(Stored entries)
----

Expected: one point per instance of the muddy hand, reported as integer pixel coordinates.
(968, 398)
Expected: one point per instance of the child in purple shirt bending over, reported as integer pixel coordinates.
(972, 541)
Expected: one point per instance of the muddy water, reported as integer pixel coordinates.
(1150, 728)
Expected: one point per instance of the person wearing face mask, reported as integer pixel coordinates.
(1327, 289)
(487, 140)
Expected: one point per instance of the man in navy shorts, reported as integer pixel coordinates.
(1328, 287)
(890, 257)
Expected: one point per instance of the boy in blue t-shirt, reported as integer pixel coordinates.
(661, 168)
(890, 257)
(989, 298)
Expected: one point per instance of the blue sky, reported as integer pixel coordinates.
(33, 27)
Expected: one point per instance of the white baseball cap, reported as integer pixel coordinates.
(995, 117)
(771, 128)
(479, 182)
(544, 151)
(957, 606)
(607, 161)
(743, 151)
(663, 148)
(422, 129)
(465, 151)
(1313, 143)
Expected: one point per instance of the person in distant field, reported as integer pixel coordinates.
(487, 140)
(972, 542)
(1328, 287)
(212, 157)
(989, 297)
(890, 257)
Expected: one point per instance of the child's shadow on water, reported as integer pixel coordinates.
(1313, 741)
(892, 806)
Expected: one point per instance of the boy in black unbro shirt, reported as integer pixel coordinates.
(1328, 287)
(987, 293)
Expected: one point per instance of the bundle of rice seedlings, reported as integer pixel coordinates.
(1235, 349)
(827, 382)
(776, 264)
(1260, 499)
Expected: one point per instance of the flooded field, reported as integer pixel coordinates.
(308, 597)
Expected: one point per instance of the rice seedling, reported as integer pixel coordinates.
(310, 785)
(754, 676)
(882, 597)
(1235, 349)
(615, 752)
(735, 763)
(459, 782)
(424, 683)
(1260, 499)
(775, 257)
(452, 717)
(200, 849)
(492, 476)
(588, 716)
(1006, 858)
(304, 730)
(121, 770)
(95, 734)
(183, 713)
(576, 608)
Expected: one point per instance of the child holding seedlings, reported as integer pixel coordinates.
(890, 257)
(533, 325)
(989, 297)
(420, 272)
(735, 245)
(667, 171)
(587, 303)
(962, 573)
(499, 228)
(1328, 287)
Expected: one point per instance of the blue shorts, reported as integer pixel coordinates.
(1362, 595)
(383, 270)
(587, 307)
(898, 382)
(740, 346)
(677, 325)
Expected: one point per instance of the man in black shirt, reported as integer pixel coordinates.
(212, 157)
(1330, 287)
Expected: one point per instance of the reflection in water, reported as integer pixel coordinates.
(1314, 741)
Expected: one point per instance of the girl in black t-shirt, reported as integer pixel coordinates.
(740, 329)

----

**DIRECTIVE:** Quote only the lines from the line containing "Expected: one point per instance of the blue shorts, reported" through the end of the entries, keeping the first and the last.

**RESPONSE:**
Expected: one point per instance of the blue shorts, reported as integer pixel coordinates.
(1362, 595)
(383, 270)
(587, 307)
(898, 382)
(740, 346)
(677, 325)
Expected: one point per instance of the man in black shirt, reported as integer pixel coordinates.
(212, 157)
(1330, 287)
Expected: one point per instance of the reflection in water, reported as integer pixel coordinates.
(1314, 741)
Expected: one point per instance of the girl in black t-shirt, reported as integer pixel coordinates.
(740, 329)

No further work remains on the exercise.